Activity: Pick up the news report below on Mexico halting crude oil shipments to Cuba and continue it from its final sentence.

• Mexico suspends crude oil exports to Cuba following U.S. tariff threats, cutting off a key energy source.
  • Cuba faces dire fuel shortages with only two weeks of reserves left, risking humanitarian collapse.
  • U.S.-Mexico tensions escalate as trade negotiations become entangled with Cuba policy.

Mexico's state-owned oil company Pemex has effectively halted commercial crude oil shipments to Cuba, according to people familiar with the matter, after President Trump signed an executive order threatening discretionary tariffs on nations supplying oil to the island. The move leaves Cuba with approximately two weeks' worth of oil reserves, according to energy analytics firm Kpler, exacerbating an already critical energy crisis triggered by the loss of Venezuelan supplies earlier this year.

Mexican President Claudia Sheinbaum has indicated that Mexico may continue limited humanitarian aid shipments, framing the issue around sovereignty principles. "We will seek a way, without putting Mexico at risk, of course, but always seeking solidarity with the Cuban people," Sheinbaum said recently, though efforts to reach Pemex officials for comment on the suspension were unsuccessful. The shipments represented only 3.3% of Pemex's global sales, making the commercial impact marginal but the geopolitical stakes significant.

Without a deal to restore supplies, Cuba would be forced into deeper energy rationing, with blackouts multiplying across the island and fuel prices on the black market rising sharply. The Trump administration justified its pressure by claiming the Cuban regime "aligns itself with – and provides support for – numerous hostile countries," though some within the administration have expressed concern that a total blockade could spark a humanitarian crisis.

Collected data:
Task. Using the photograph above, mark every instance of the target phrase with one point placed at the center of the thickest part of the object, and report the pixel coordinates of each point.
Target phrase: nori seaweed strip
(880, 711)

Exercise output:
U.S.-Mexico relations have grown strained as Republican lawmakers, particularly Cuban-American Senator Carlos Gimenez, propose using the review of the Canada-United States-Mexico Agreement to force a complete halt. Gimenez warned in a statement that Sheinbaum should "keep that in mind during the renegotiation of the free trade agreement," highlighting how trade talks have become a leverage point. The Cuban government condemned "the new escalation by the US government against Cuba" in a recent communiqué, accusing Washington of seeking a total fuel blockade.

Mexico has supplied oil to Cuba since 1993, with shipments increasing in October 2024 as Cuba's crisis intensified. The current situation stems directly from the January 3, 2026 U.S. military intervention in Venezuela, which removed President Nicolás Maduro and cut off Cuba's primary energy supplier. Cuba requires between 60,000 and 80,000 barrels of oil daily but has lost both Venezuelan supplies and now Mexican commercial shipments, creating immediate pressure on hospitals, water systems, and basic services.

In the short term, Cuba faces imminent energy collapse within weeks unless alternative suppliers emerge. Mexico may attempt to navigate tariff exposure while providing aid, but the CUSMA renegotiation will likely remain entangled with Cuba policy. The sustainability of U.S. pressure depends on whether Trump can enforce tariff threats effectively, with broader implications for regional stability and humanitarian concerns.